Task statement:
Can you write out the records character for character, from their first line through the line containing "Outline every instance of the shirt collar.", both included?

Data supplied:
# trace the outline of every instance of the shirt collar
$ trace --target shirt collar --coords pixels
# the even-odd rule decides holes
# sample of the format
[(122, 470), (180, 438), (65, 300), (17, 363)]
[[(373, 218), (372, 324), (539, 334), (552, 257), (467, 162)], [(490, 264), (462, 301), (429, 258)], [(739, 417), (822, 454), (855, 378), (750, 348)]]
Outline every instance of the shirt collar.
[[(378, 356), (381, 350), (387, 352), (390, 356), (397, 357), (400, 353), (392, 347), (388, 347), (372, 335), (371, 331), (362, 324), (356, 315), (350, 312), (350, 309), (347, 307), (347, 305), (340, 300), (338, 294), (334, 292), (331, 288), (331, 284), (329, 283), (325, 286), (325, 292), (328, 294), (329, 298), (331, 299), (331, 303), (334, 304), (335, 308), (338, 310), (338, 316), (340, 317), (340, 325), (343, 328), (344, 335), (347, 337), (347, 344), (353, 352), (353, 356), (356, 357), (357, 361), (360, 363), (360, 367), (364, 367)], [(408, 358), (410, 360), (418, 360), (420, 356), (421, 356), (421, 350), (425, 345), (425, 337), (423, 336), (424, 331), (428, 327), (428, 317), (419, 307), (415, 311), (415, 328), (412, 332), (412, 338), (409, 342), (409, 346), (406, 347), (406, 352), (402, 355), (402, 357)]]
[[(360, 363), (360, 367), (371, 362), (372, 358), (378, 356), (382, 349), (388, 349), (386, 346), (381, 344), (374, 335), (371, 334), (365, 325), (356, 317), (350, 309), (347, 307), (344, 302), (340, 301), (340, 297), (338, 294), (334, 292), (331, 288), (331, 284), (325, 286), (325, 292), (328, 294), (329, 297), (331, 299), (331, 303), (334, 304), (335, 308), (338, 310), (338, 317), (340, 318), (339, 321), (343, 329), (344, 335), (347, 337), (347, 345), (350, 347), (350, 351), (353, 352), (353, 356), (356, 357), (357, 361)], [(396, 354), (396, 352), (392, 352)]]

Response below:
# trace the outline of every instance of the shirt collar
$ trace --target shirt collar --coords pixels
# the even-odd rule decides holes
# sample of the format
[(122, 470), (180, 438), (65, 300), (17, 363)]
[[(373, 218), (372, 324), (539, 334), (552, 257), (467, 162)], [(490, 264), (462, 301), (429, 258)], [(739, 417), (822, 454), (855, 378), (750, 348)]]
Outline every instance of the shirt collar.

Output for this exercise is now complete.